### TASK DETAILS
An exact, word-for-word copy of the entries is required, beginning at the line that contains "Question. Locate the muddy" and ending at the last line, both included.

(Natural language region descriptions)
--------------------

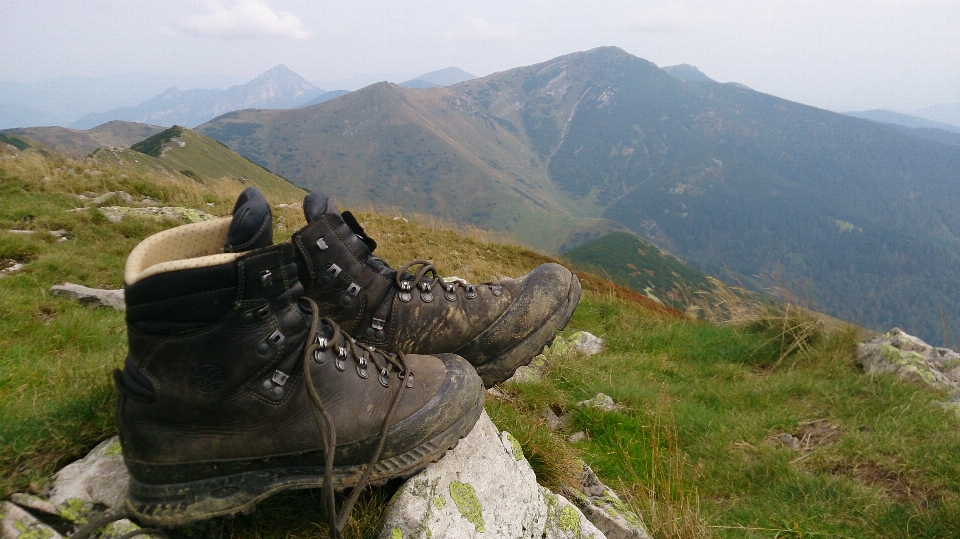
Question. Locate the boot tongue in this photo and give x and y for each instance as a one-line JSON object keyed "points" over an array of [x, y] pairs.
{"points": [[316, 205], [252, 225]]}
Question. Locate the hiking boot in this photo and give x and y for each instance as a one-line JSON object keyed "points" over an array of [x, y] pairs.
{"points": [[496, 326], [235, 388]]}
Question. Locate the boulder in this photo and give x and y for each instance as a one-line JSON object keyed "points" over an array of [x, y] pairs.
{"points": [[601, 505], [177, 213], [483, 488], [581, 343], [99, 478], [907, 356], [601, 401], [91, 296], [15, 523]]}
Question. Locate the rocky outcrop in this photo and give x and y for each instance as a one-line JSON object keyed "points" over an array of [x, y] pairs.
{"points": [[483, 488], [581, 343], [91, 296], [905, 355], [601, 505]]}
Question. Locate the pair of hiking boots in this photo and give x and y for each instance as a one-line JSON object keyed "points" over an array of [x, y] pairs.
{"points": [[243, 379]]}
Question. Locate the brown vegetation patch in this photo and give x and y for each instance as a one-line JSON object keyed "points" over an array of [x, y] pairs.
{"points": [[894, 485]]}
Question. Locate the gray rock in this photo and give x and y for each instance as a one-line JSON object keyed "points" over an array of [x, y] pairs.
{"points": [[601, 401], [99, 478], [581, 344], [898, 353], [15, 523], [91, 296], [586, 343], [177, 213], [790, 441], [9, 266], [483, 488], [122, 195], [601, 505], [554, 421]]}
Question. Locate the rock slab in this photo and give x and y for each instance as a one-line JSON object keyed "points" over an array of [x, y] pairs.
{"points": [[91, 296], [483, 488], [907, 356]]}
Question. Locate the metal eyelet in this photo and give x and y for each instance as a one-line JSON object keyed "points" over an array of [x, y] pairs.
{"points": [[339, 361], [405, 295], [362, 368], [348, 297], [330, 274]]}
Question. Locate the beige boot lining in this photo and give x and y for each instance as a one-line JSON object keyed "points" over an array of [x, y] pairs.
{"points": [[196, 245]]}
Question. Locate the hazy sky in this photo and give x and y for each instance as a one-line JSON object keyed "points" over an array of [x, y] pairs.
{"points": [[836, 54]]}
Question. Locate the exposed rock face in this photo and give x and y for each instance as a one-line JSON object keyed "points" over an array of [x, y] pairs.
{"points": [[190, 215], [91, 296], [601, 505], [601, 401], [483, 488], [582, 343], [904, 355], [100, 477], [15, 523]]}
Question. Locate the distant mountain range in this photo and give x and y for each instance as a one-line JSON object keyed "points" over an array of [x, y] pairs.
{"points": [[862, 215], [63, 100], [150, 99], [80, 143], [278, 87]]}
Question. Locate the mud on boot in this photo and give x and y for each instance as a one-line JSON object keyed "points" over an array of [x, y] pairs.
{"points": [[496, 326], [235, 388]]}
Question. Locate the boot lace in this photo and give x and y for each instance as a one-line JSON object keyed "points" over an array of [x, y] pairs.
{"points": [[317, 344], [426, 274]]}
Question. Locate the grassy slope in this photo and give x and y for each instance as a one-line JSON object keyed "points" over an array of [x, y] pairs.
{"points": [[694, 448]]}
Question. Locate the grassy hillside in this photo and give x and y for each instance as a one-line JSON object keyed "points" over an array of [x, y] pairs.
{"points": [[642, 266], [695, 448], [182, 153]]}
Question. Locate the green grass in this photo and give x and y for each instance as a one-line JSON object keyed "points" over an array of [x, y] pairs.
{"points": [[694, 450]]}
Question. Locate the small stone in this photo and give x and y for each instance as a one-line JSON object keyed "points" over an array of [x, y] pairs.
{"points": [[496, 393], [15, 523], [602, 402], [494, 493], [91, 296], [586, 343], [101, 477], [789, 440], [34, 502], [554, 421], [527, 374], [601, 505], [9, 266]]}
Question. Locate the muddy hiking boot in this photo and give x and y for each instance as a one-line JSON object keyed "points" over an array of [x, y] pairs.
{"points": [[236, 387], [496, 326]]}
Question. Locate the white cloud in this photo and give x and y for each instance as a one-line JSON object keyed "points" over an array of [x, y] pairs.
{"points": [[480, 29], [245, 18]]}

--------------------

### EXERCISE ANSWER
Question. Locate the muddy hiking boot in this photo and give x and y for each instance as a one-line JSON object keyed "points" over an array of [x, y] pairs.
{"points": [[236, 387], [496, 326]]}
Question. Locate the white cloud in this photo and give x and y for each instance as a one-line JSON object keyed "points" over an array of [x, y] pairs.
{"points": [[480, 29], [245, 18]]}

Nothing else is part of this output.